### [GIVEN EXERCISE]
Pull out every line below that holds the string "cliff" and copy each one.

### [Excerpts from a point labeling dataset]
▼

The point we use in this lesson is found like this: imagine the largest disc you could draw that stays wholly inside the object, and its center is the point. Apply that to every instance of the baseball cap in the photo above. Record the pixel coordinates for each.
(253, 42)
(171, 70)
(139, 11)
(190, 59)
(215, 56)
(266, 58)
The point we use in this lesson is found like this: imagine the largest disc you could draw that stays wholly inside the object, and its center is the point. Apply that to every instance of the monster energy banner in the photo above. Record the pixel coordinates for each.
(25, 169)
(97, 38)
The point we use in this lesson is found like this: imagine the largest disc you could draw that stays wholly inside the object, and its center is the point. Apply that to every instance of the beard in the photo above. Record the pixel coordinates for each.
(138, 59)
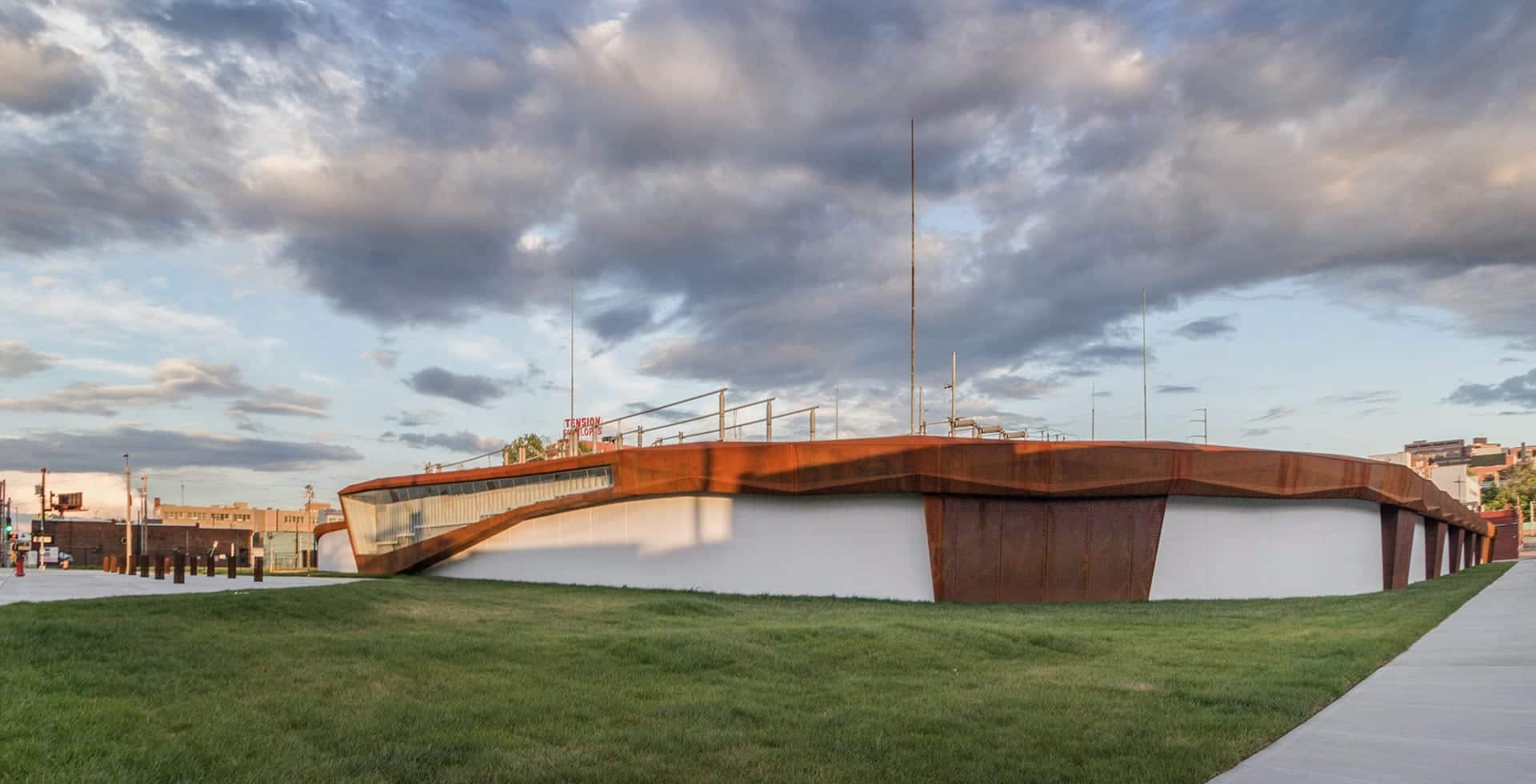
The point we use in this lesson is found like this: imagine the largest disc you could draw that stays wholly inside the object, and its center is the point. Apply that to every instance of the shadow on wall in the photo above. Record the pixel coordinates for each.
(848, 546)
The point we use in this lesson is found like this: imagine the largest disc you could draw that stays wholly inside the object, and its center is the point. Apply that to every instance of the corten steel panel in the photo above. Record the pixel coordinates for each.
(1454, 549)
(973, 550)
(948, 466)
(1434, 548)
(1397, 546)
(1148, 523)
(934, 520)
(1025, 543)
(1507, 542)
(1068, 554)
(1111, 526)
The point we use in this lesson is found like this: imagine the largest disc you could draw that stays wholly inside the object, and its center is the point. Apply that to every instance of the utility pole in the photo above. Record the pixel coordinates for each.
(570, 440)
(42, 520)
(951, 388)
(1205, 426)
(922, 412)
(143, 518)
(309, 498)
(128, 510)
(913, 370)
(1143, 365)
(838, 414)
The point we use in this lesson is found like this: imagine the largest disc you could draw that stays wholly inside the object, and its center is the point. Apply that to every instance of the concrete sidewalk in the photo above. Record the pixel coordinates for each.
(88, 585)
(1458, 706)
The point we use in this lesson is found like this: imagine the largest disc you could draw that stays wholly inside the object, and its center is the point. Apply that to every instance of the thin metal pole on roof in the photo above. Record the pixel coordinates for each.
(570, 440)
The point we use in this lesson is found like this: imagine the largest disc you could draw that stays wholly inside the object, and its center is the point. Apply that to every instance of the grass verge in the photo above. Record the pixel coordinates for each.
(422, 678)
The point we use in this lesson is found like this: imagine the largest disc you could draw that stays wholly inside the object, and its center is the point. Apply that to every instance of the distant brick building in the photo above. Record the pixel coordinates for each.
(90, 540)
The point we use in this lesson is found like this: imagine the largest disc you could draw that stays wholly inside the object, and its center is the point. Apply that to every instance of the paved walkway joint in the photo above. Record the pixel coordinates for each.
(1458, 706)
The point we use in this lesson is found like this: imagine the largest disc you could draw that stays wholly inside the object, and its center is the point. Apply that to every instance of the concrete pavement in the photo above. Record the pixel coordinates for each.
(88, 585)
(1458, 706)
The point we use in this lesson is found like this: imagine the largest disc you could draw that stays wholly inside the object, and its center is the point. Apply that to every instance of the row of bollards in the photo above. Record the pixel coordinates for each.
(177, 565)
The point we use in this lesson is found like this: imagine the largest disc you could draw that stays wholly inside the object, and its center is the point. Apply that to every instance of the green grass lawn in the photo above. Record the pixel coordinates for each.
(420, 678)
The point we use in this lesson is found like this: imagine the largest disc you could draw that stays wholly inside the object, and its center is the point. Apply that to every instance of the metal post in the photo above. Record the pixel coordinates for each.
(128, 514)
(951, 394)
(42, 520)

▲
▼

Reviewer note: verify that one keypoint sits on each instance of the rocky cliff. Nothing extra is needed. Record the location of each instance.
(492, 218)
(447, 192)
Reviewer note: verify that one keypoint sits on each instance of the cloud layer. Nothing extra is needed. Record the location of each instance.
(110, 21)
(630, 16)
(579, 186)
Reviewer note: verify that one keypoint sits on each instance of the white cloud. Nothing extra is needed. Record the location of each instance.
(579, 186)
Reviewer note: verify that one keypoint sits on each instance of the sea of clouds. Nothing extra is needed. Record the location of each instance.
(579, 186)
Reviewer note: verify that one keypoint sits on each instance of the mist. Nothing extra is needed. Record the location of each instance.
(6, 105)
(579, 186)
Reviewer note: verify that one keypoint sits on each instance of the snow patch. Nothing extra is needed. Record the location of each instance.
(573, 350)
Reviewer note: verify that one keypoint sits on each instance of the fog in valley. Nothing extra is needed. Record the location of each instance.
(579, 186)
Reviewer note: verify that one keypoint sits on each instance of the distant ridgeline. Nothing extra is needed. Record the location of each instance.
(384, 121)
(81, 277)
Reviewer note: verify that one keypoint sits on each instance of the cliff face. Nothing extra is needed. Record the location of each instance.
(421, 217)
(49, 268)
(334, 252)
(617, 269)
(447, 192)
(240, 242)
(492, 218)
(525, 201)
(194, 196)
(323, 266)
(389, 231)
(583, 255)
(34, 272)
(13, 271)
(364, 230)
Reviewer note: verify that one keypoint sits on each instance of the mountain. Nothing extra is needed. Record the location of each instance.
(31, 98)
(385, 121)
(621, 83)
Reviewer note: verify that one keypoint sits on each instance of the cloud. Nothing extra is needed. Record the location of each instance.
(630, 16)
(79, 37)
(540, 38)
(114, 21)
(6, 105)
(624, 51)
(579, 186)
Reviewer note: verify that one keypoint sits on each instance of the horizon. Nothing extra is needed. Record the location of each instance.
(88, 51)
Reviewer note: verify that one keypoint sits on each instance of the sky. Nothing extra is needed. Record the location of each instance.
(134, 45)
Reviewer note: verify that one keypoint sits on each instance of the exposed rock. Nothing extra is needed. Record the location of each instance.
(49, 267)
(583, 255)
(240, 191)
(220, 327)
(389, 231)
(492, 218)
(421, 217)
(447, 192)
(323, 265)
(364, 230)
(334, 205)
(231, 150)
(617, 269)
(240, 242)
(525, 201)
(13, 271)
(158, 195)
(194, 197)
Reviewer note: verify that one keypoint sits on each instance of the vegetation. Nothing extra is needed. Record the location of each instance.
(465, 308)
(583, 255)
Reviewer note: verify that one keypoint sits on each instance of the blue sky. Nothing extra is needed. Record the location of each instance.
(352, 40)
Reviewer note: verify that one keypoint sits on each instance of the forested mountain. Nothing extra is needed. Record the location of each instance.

▲
▼

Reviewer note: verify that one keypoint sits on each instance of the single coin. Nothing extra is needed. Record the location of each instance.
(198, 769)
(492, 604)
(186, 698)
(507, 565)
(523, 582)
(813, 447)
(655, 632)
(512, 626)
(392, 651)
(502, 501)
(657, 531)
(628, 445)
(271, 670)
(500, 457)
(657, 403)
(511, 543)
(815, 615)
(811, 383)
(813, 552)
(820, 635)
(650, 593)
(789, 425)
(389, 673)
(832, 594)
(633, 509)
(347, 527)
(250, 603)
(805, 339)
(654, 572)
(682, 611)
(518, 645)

▲

### [OUTPUT OF THE EXERCISE]
Reviewer note: verify that one keypoint sits on each instance of the rocky cliff. Nothing extra is needed. Record the location of each instance.
Reviewer note: verify that one keypoint sits on each instance of the cliff face. Nothing extra is needed. Record the location of each instance.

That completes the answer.